Exercise objective: Present the following entries again, word for word and in full.

Exercise inputs:
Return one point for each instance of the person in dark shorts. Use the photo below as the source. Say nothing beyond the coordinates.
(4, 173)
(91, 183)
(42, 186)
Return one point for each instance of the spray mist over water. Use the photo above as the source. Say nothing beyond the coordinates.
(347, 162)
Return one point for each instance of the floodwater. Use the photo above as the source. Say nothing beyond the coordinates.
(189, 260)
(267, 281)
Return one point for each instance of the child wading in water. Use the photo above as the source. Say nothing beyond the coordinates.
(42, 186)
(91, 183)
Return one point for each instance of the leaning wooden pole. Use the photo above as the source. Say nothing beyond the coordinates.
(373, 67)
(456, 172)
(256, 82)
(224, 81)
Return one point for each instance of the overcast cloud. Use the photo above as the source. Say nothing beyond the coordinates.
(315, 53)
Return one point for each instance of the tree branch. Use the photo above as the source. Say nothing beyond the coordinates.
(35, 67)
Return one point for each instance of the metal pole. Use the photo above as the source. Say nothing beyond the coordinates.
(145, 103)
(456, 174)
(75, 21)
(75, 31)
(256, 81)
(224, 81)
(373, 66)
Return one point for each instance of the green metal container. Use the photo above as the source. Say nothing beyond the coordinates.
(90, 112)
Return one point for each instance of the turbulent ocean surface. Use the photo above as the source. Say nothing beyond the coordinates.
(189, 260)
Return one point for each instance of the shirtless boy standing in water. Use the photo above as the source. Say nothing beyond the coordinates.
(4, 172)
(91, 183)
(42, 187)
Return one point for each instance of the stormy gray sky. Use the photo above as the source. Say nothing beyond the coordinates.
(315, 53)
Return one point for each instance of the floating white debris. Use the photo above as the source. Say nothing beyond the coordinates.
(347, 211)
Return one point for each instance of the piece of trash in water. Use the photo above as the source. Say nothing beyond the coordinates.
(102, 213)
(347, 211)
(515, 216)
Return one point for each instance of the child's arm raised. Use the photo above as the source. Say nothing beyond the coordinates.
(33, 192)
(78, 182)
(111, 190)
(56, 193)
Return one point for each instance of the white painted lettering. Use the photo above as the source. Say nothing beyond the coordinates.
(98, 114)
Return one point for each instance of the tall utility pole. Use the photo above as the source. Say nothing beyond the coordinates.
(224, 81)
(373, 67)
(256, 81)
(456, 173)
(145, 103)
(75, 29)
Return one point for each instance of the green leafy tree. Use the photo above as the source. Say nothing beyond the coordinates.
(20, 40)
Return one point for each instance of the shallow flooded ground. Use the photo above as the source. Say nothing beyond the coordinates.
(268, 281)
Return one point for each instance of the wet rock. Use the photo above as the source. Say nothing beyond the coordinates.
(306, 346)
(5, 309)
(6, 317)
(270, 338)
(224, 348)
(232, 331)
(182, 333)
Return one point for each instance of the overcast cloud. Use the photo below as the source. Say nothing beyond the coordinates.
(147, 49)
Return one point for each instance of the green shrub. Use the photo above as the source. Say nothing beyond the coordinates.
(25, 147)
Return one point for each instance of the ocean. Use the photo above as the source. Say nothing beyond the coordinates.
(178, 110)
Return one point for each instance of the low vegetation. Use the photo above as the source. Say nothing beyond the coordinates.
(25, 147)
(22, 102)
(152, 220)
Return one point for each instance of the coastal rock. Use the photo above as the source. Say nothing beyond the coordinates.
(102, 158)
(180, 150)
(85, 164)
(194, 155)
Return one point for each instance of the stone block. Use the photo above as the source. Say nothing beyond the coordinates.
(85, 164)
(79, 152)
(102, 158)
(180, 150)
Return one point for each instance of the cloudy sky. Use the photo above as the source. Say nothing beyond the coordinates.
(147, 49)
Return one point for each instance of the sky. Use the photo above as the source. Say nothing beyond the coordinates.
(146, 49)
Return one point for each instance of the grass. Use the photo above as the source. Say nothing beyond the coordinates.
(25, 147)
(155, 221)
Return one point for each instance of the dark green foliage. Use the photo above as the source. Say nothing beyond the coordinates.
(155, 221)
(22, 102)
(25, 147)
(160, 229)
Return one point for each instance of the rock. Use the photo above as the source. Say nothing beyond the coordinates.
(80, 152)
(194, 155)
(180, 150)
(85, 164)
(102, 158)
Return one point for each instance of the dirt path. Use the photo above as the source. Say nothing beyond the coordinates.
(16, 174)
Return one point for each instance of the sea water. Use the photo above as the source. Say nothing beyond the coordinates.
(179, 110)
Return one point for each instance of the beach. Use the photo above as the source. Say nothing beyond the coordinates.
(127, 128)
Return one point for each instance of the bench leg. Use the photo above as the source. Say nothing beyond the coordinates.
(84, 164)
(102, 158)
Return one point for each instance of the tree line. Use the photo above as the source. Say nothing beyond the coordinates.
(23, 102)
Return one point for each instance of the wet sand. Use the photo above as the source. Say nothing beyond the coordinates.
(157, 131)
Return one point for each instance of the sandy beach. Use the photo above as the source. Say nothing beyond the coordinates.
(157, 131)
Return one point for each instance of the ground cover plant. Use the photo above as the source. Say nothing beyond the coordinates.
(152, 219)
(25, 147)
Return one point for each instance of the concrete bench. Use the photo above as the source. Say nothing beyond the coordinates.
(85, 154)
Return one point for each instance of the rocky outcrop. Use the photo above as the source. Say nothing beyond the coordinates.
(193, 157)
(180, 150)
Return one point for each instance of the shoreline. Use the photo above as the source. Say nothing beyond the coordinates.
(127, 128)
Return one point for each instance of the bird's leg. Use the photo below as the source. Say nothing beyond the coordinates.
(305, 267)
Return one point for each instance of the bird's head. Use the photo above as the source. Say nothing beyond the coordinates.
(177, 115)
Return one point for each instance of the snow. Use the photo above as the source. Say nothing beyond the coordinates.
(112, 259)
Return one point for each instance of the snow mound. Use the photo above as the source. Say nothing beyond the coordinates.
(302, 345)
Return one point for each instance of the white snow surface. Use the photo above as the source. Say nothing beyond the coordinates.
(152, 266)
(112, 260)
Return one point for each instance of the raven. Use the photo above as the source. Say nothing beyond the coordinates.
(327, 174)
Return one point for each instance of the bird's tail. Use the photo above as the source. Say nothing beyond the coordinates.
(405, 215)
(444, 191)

Finished answer:
Return one point for each instance of the person in dark shorts. Use the photo below as the source. Say nothing beyond the coordinates.
(4, 173)
(91, 183)
(42, 186)
Return one point for each instance of the spray mist over water. Use the photo above as the source. Say nothing beyond the coordinates.
(347, 162)
Return one point for each instance of the floodwater. Use the photo above as the source. Say nothing beyond the coordinates.
(189, 260)
(267, 281)
Return one point for each instance of the child wading in water. Use the photo above as the source. Say nothing beyond the coordinates.
(42, 186)
(91, 183)
Return one point for each instance of the leaning wooden pole. Use the photo above as the source. Say nothing beyond the coordinates.
(373, 67)
(456, 172)
(256, 82)
(224, 81)
Return one point for each instance of the overcast cloud. Use the photo above as the source. Say nothing beyond the coordinates.
(315, 53)
Return one point for each instance of the tree branch. Use the photo above as the source. Say nothing beyond the coordinates.
(35, 67)
Return one point for each instance of the metal pole. Use the photo above as the source. Say nothing beyond the coordinates.
(145, 103)
(456, 174)
(75, 21)
(75, 31)
(256, 81)
(224, 81)
(373, 66)
Return one point for each instance of the green metal container. Use the photo above as the source. Say nothing beyond the coordinates.
(90, 112)
Return one point for each instance of the turbulent ocean surface. Use the photo above as the source. Say nothing beyond the coordinates.
(189, 260)
Return one point for each instance of the shirtless boy standing in water. Use the photo above as the source. Say nothing beyond the coordinates.
(4, 172)
(91, 183)
(42, 187)
Return one point for each instance of the stormy gray sky. Use the photo above as the source. Say nothing beyond the coordinates.
(315, 53)
Return one point for each instance of the floating white debris. Use the photo above as the source. Say nothing beyond the coordinates.
(347, 211)
Return one point for each instance of the piece of trash in water. Use the photo above as the source. Say nothing beyond the coordinates.
(102, 213)
(347, 211)
(515, 216)
Return one point for each instance of the child's arm raised. Use the photo above as the source. Say nothing beyond the coordinates.
(33, 192)
(78, 182)
(111, 190)
(56, 193)
Return one point for each instance of the white painted lettering. Use the photo above as the source. Say nothing beyond the coordinates.
(98, 114)
Return one point for each instance of the tall utility pole. Use the photo above as the source. Say nothing beyond the coordinates.
(224, 81)
(373, 67)
(256, 81)
(456, 173)
(145, 103)
(75, 29)
Return one point for each instance of the green leafy tree. Use the photo above as the source. Say nothing beyond the coordinates.
(20, 40)
Return one point for each instance of the shallow flooded ground. Use the photo above as the source. Say nothing beyond the coordinates.
(268, 281)
Return one point for each instance of the wet rock. Use the photo above as the source. Say nothing beyond the coordinates.
(306, 346)
(5, 309)
(6, 317)
(270, 338)
(224, 348)
(232, 331)
(182, 333)
Return one point for each instance of the overcast cloud. Use the photo below as the source. Say nothing beyond the coordinates.
(147, 49)
Return one point for each instance of the green shrub. Use the photo above as the source. Say nothing beyond the coordinates.
(25, 147)
Return one point for each instance of the ocean. Use the photo above as the source. Say nothing beyond the coordinates.
(178, 110)
Return one point for each instance of the low vegetation. Use the photo above as the source. Say nothing beyond the coordinates.
(25, 147)
(22, 102)
(152, 220)
Return one point for each instance of the coastal rock. Use the photo above as the source. Say nothing beyond the coordinates.
(102, 158)
(180, 150)
(85, 164)
(194, 155)
Return one point for each instance of the stone block. Use the photo above as the source. Say nothing beyond the coordinates.
(85, 164)
(79, 152)
(102, 158)
(180, 150)
Return one point for each instance of the cloudy sky. Use the photo above as the source. Say nothing beyond the coordinates.
(147, 49)
Return one point for each instance of the sky. Use the photo above as the source. Say nothing beyond the coordinates.
(146, 49)
Return one point for each instance of the grass. Use the photo above as the source. Say nothing beyond the coordinates.
(25, 147)
(155, 221)
Return one point for each instance of the dark green foliage. Use the photo above as the source. Say nothing beyond the coordinates.
(155, 221)
(22, 102)
(25, 147)
(160, 229)
Return one point for each instance of the rock. Use the photo above as the source. Say nothing beyond the coordinates.
(80, 152)
(194, 155)
(180, 150)
(85, 164)
(102, 158)
Return one point for each instance of the dirt path. Use the photo above as the source. Say nothing beyond the coordinates.
(16, 174)
Return one point for each instance of the sea water. Use the photo above as the source. Say nothing beyond the coordinates.
(179, 110)
Return one point for each instance of the beach. Use the photo above as the source. Say nothing beyond the coordinates.
(127, 128)
Return one point for each instance of the bench leg. Use the photo above as the source. Say nothing beyond the coordinates.
(84, 164)
(102, 158)
Return one point for each instance of the tree line. Use the photo above as the source. Say nothing beyond the coordinates.
(23, 102)
Return one point for each instance of the wet sand. Use the photo above as the source. Say nothing beyond the coordinates.
(157, 131)
Return one point for each instance of the sandy beach. Use the photo above as the source. Say nothing beyond the coordinates.
(157, 131)
Return one point for each instance of the ground cover plant. Use the photo above as the source. Say nothing beyond the coordinates.
(152, 219)
(25, 147)
Return one point for each instance of the concrete bench. Use the photo above as the source. Say nothing beyond the coordinates.
(85, 154)
Return one point for each instance of the rocky outcrop. Use the photo above as the source. Say nothing beyond the coordinates.
(193, 157)
(180, 150)
Return one point for each instance of the shoreline. Use the photo above as the source. Say nothing beyond the coordinates.
(127, 128)
Return one point for each instance of the bird's leg. Use the photo below as the source. Say nothing beyond the coordinates.
(305, 267)
Return one point for each instance of the bird's head. Use the photo above as the source. Say nothing beyond the coordinates.
(177, 115)
Return one point for each instance of the snow. Use the photo above as the source. Say nothing beyond the coordinates.
(112, 259)
Return one point for each instance of the snow mound. Use the photo above as the source. Say nothing beyond the coordinates.
(302, 345)
Return one point for each instance of the white snow surface. Use the photo above as the source. Say nothing beyond the coordinates.
(152, 266)
(112, 260)
Return one point for each instance of the raven. Use the photo above as the source. Say nothing beyond the coordinates.
(327, 174)
Return one point for each instance of the bird's tail. Use the photo above as the source. Say nothing beyond the coordinates.
(405, 215)
(444, 191)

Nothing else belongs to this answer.